Exercise directions: Would you please output, word for word, the span of the listing below that opens on the line containing "silver painted hand" and closes on the line containing "Here's a bet: you won't be able to pinpoint the postcard"? Include both ends and nothing more.

[The data Boundary: Start]

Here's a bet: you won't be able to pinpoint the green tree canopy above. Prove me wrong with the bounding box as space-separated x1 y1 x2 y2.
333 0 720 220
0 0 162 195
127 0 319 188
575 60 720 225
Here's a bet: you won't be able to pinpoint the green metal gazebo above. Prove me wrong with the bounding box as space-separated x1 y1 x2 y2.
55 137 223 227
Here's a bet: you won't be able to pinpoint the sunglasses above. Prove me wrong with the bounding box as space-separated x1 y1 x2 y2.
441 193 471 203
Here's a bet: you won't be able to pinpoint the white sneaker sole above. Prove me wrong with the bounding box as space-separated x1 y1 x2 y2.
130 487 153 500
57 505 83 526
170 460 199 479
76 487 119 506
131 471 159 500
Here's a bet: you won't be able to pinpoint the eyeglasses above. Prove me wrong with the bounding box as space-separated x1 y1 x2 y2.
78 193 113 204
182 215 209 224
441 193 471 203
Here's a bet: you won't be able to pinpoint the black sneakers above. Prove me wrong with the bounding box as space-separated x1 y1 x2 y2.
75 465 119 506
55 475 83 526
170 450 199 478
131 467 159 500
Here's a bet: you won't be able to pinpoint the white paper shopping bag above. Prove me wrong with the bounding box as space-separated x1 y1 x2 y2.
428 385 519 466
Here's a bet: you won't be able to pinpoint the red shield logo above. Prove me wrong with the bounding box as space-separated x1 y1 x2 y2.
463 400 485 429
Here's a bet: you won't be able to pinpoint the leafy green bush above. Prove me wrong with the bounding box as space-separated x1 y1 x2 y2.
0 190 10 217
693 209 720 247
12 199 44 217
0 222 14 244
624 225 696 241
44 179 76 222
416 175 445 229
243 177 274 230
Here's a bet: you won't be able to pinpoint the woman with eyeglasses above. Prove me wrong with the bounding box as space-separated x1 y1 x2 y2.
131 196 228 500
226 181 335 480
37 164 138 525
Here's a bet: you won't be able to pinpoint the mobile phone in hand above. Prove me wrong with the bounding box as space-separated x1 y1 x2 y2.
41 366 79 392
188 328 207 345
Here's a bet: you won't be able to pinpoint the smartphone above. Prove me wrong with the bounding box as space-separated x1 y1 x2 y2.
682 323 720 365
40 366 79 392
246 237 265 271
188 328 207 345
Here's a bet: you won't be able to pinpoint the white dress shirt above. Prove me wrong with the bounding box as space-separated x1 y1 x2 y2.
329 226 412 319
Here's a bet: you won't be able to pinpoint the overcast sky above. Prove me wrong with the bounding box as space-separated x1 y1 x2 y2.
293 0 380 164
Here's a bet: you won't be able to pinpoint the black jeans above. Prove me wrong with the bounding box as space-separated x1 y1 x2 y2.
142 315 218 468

[The data Boundary: End]
[The data Boundary: Start]

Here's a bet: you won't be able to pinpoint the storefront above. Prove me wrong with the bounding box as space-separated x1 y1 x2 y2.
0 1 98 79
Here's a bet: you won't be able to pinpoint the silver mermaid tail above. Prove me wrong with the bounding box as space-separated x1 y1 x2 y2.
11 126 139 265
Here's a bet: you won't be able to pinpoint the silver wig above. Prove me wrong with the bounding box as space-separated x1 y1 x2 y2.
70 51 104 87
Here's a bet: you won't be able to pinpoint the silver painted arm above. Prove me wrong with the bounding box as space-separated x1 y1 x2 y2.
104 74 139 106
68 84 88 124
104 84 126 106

[The data Boundary: End]
[The data Boundary: Start]

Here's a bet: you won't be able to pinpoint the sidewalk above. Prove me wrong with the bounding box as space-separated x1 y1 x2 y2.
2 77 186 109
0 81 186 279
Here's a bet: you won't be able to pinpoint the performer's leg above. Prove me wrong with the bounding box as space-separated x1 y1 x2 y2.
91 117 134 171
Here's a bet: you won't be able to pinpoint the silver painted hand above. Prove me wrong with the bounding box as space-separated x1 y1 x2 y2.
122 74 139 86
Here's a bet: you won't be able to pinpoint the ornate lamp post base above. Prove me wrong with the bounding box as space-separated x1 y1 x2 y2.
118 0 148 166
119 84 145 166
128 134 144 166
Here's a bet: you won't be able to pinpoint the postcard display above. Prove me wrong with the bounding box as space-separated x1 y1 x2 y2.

[The data Boundary: End]

Exercise answer:
Here's a bet: you won't be able to pinpoint the silver painted hand above. Prove me wrong with the bounding box as space-separated x1 y1 x2 y2.
122 74 139 86
Here's a bet: you won't be able to pinpoint the ornate lamp post base above. Prove me wrong with the bounding box as space-separated x1 y1 x2 y2.
118 0 148 166
119 84 145 166
128 134 144 166
Here's a bet: you won't be able to pinpoint the postcard display above. Prove me wrong with the bounding box as space-separated x1 y1 x2 y2.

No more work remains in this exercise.